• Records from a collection
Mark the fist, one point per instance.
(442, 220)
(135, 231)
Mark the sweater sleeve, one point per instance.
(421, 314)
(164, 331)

• WHAT THE TASK REQUIRES
Each line of the data is to be transcribed exactly.

• FINISHED TASK
Mark the fist, one point per instance.
(442, 220)
(135, 231)
Mark the sweater sleeve, one point per instance.
(421, 314)
(164, 331)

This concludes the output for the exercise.